▶ _WRITTEN INSTRUCTION 1_: In the excerpt on the Macondo Well, why did the WIT assume unrestrained vertical hydraulic fracture growth when advising the government on well integrity during shut in?

▶ _EXCERPT TO READ_:
□ □ □
An underground blowout that broaches the seafloor can lead to large releases of hydrocarbons or other fluids into the ocean. Such releases would be very difficult to contain. A broach can occur at some distance from the wellhead, such as during the 1969 Santa Barbara blowout (7), the 2008 Tordis, North Sea incident (8), and the 1974 and 1979 Campion Field, Brunei blowouts (9). A broach can also occur close to the wellhead. In the Macondo case, this broach could lead to soft-sediment erosion along the outside of the cemented casing/liner strings, with serious implications for wellhead stability (1). Underground blowouts leading to surface broaches and extensive cratering have also been reported in association with drilling of geothermal energy wells (10) and steam flood operations in oil sands (11) and have been implicated in formation of the Lusi mud eruption in East Java (refs. 12 and 13 and references therein).
The WIT also analyzed 3D marine multichannel seismic reflection data that were acquired in 1999 and reprocessed by BP in 2008–2009 using prestack depth migration. Numerous seismic images taken from these data were examined to assess (i) the approximate geometry and volume of the Macondo Reservoir, (ii) the geometry and characteristics of faults near the well that might act as hydrocarbon pathways in the event of a lack of well integrity, and (iii) the geological formations surrounding the well, including the amount of shallow sand units, which might affect upward hydraulic fracture growth in case of an underground blowout.
Interbedded sandstones and shales, if sufficient in volume and lateral extent, can inhibit or arrest vertical hydraulic fracture growth through associated stress contrasts, low-strength interfaces, or fluid leak-off into the high-permeability sands (14–16). However, analysis of well logs, drilling records, and predrilling 3D seismic sections by the WIT indicated that the volume and lateral extent of sands penetrated by the Macondo Well were probably insufficient to significantly slow down the growth of a hydraulic fracture to the seafloor. Thus, for maximum safety, the WIT assumed a worst case scenario of unrestrained vertical hydraulic fracture growth when providing recommendations to the government on well integrity during shut in.
□ □ □
▶ _SUPPLIED RECORDS_:
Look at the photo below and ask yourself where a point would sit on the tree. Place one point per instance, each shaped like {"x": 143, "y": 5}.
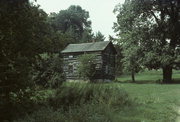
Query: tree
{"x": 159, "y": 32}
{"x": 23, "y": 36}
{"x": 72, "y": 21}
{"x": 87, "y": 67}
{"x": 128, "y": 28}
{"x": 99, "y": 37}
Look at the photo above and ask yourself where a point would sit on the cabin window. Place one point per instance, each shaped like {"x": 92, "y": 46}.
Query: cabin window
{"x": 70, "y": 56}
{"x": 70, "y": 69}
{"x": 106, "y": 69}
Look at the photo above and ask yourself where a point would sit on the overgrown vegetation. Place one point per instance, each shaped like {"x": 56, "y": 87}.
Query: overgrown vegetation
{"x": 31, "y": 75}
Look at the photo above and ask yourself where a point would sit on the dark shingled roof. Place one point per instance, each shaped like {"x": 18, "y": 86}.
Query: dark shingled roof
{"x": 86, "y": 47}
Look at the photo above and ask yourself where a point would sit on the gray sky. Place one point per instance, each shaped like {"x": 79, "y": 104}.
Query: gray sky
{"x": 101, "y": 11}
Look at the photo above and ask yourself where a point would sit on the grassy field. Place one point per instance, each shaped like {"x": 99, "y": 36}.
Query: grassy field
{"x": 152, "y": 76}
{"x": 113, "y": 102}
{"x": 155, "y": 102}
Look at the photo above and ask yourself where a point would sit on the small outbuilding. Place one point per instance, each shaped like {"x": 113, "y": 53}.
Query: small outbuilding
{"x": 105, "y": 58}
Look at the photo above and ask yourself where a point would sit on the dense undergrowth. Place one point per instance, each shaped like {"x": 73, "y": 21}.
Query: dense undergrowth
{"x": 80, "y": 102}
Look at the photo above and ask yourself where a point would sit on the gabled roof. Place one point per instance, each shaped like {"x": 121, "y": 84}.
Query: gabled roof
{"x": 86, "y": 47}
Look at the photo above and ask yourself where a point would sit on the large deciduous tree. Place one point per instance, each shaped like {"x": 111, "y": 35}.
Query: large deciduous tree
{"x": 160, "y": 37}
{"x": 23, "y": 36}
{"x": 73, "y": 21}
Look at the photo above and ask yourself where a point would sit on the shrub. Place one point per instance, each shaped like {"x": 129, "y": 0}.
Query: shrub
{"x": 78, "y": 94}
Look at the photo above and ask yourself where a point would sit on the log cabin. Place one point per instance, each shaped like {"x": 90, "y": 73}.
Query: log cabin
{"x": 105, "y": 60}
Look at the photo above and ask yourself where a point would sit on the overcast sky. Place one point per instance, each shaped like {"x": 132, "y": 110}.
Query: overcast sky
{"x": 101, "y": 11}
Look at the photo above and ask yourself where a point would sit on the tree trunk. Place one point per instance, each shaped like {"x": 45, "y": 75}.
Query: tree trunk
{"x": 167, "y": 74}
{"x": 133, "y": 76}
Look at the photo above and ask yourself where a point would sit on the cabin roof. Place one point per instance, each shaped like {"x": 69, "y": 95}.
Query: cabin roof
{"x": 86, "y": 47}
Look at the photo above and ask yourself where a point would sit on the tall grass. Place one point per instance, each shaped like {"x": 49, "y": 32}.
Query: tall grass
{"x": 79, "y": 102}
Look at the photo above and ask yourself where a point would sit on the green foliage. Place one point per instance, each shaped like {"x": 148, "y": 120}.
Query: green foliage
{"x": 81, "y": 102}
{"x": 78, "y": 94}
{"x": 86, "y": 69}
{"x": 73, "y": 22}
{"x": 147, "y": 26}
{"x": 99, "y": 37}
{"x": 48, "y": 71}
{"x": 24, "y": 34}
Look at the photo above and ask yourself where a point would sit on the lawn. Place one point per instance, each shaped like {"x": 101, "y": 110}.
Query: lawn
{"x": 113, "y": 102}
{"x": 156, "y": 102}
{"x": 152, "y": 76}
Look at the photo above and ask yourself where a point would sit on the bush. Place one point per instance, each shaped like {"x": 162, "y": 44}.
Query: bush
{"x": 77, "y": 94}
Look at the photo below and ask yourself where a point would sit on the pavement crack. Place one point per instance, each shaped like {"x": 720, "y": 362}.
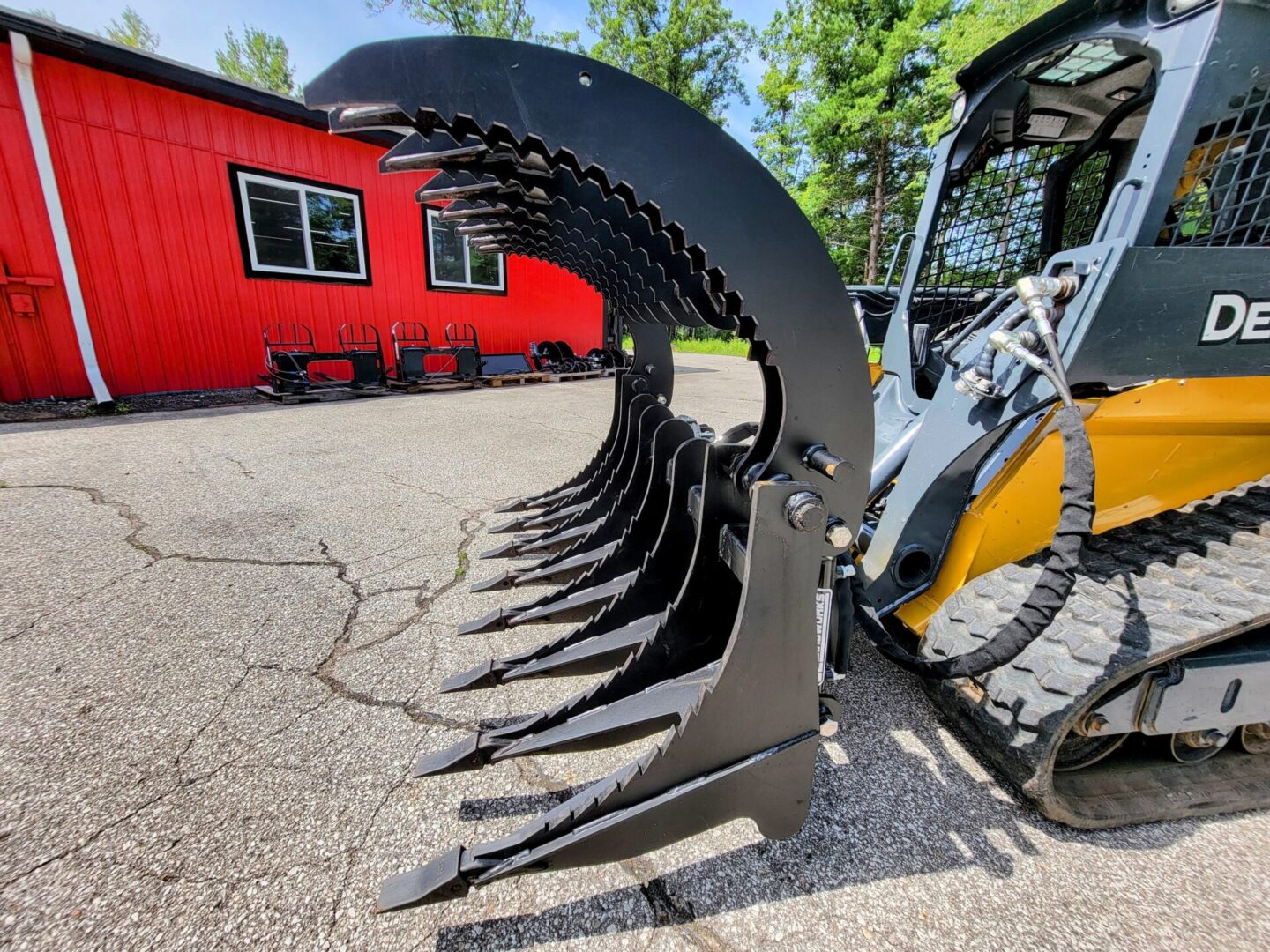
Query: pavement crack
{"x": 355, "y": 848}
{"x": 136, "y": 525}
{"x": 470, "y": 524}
□ □ □
▶ _WRITTEN INSTRUCTION 2_: Pull out every line of the records above that contains the word "large".

▶ _RESPONSE 1_: The WIT analyzed well logs, drilling records, and predrilling 3D seismic sections. That analysis showed that the sands the well penetrated were probably too small in volume and lateral extent to significantly slow a hydraulic fracture growing to the seafloor. For maximum safety, the team therefore assumed this worst case scenario.

▶ _RESPONSE 2_:
Look at the photo above and ask yourself where a point would sit on the large deciduous tree. Place one point per instance, each shaped like {"x": 111, "y": 35}.
Query: large deciduous tree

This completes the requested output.